# Loading and Saving Data with Pandas

Pandas is able to ingest and egest data from and to multiple data sources. Following are the most frequently used ones.
* CSV
* Excel
* Databases
* JSON

In [1]:
import pandas as pd
import numpy as np

## 1. CSV Files

### Read from CSV File

Use `read_csv()` to read a CSV (comma delimited values) or TSV (tab delimited values) files into a dataframe.
* The delimiter is by default comma `,`.
* For TSV files, set delimiter to `\t` instead.

In [2]:
df = pd.read_csv('data/class1_test1.tsv', delimiter='\t')
df.head()

*WHAT IS REQUIRED:*
Carry the pandas tutorial on loading and saving data above forward from the `df.head()` call where it stops.

*MATERIAL PROVIDED:*
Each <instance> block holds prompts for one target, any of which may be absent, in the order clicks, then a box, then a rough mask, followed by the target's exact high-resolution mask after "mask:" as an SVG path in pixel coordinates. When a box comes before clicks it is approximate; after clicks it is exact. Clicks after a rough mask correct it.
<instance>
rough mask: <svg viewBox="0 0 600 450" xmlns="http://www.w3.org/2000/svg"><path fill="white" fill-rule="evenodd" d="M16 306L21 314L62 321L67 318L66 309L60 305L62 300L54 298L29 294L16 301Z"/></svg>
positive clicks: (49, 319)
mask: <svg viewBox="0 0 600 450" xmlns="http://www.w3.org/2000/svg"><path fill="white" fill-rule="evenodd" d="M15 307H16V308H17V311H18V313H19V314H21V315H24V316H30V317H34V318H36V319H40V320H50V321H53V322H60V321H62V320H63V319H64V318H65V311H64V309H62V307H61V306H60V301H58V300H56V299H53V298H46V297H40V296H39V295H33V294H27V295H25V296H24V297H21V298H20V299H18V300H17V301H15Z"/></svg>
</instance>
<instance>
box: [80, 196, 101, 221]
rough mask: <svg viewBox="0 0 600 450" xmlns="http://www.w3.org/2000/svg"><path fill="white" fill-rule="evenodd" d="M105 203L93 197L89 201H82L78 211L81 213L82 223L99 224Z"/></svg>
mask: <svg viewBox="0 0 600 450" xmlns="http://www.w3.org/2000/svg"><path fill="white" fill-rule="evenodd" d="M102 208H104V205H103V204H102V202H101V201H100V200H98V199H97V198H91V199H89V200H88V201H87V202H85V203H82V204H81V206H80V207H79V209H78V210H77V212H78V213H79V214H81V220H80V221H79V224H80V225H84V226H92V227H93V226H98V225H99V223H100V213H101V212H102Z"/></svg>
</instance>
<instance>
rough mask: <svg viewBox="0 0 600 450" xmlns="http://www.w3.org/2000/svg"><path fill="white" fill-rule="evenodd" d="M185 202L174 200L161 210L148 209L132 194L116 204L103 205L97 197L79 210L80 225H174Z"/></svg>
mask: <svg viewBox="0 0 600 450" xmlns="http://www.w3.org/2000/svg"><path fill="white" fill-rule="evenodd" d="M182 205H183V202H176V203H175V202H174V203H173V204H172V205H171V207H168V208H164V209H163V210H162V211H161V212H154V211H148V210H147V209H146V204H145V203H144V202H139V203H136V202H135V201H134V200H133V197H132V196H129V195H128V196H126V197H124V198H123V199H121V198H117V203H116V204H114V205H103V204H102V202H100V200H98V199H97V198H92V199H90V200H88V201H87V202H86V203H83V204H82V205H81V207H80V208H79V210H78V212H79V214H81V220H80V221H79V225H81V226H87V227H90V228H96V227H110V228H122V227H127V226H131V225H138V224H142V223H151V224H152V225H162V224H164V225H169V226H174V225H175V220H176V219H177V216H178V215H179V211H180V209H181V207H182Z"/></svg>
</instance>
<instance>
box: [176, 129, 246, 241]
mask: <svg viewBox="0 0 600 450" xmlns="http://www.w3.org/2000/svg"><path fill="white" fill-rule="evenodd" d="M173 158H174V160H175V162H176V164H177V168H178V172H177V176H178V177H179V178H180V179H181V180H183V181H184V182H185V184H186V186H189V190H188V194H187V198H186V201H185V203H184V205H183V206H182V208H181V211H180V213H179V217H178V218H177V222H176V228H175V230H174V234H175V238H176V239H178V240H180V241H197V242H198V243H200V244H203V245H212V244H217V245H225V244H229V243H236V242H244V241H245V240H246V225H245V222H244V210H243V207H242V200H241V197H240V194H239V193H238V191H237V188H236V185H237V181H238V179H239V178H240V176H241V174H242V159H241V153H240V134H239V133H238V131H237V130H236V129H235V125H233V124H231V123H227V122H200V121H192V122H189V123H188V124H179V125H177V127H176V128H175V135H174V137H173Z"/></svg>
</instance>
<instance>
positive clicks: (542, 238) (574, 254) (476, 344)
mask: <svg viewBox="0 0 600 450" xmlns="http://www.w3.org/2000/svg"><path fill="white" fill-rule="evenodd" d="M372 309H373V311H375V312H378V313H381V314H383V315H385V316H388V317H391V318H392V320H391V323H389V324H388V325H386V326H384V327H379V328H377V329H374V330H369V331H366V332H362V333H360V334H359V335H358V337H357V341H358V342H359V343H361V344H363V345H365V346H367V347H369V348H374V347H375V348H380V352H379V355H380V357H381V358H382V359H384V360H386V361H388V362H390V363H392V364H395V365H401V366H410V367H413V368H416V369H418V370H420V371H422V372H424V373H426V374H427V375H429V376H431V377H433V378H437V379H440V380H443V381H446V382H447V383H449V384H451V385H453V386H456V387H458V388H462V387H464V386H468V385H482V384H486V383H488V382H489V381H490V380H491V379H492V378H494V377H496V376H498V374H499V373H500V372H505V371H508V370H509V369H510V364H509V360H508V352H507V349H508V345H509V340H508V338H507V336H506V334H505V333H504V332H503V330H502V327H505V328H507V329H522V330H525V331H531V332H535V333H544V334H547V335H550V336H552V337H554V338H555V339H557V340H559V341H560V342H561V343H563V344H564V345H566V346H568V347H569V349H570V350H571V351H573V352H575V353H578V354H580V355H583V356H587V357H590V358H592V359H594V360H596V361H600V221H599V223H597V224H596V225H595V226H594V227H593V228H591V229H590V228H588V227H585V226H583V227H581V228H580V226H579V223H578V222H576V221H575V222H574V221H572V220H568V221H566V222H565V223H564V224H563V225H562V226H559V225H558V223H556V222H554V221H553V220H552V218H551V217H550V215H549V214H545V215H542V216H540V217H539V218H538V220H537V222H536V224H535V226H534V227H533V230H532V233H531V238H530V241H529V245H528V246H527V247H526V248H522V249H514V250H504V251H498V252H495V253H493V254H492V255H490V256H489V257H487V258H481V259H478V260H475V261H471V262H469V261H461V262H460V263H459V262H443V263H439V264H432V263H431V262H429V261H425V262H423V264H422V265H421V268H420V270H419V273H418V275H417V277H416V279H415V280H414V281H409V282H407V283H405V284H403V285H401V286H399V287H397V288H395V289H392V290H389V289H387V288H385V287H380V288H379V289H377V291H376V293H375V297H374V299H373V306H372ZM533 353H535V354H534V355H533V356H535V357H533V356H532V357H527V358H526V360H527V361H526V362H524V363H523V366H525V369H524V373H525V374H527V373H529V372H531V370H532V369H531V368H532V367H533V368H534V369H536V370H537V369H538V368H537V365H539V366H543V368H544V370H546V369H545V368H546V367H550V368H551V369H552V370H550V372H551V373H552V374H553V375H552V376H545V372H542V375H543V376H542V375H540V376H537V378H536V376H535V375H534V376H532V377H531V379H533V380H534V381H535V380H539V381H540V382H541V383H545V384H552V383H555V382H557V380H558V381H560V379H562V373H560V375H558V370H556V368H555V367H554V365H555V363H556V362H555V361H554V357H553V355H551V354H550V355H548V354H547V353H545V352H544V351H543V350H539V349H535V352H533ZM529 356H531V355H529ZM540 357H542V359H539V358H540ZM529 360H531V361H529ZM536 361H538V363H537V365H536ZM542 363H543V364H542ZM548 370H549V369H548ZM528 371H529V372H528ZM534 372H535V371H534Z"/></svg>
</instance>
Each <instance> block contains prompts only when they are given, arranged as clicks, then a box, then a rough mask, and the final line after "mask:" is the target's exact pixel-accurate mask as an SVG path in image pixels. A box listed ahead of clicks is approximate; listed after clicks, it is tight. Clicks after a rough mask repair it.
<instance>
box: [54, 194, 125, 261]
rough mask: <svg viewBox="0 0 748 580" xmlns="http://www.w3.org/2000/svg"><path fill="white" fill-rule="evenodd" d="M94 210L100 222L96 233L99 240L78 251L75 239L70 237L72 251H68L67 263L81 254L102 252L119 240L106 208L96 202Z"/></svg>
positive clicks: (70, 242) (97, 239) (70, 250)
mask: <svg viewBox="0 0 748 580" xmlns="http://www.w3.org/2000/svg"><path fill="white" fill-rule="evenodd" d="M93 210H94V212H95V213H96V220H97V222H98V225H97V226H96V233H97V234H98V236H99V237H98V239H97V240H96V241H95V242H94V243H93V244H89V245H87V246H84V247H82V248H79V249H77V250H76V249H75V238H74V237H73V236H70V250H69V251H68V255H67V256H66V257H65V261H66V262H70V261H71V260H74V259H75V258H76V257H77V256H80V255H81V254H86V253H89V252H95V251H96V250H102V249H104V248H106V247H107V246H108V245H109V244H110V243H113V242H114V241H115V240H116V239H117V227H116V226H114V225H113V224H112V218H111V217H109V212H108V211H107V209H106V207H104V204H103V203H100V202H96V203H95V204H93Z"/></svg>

*ANSWER FOR THE TASK:*
Unnamed: 0,name,english,maths,science
0,Aaron,70,46,47
1,Adrian,72,40,95
2,Alby,49,65,64
3,Abner,86,40,96
4,Benett,50,98,69


### Write to CSV File

Use `to_csv()` function to write dataframe to a CSV File.

In [3]:
df.to_csv('class1_test1_1.csv')

By default, row and column labels, i.e. index and columns, will be exported too. 
* To ignore `index` in the output, add parameter `index=False`.
* To ignore `header` in the output, add parameter `header=False`.

In [4]:
df.to_csv('class1_test1_2.csv', index=False)

In [5]:
df.to_csv('class1_test1_3.csv', header=False)

## 2. Excel Files

### Write to Excel File

Use `to_excel()` function to save a dataframe to an Excel file.
* **NOTE:** This will overwrite existing data in the Excel file. You cannot insert a new sheet to Excel file.

In [6]:
df.to_excel('class1.xlsx')

Similarly, you can set both `index` and `header` parameter to `False` to omit index and header in the output. 

You can also choose what columns to be exported using `columns` parameter.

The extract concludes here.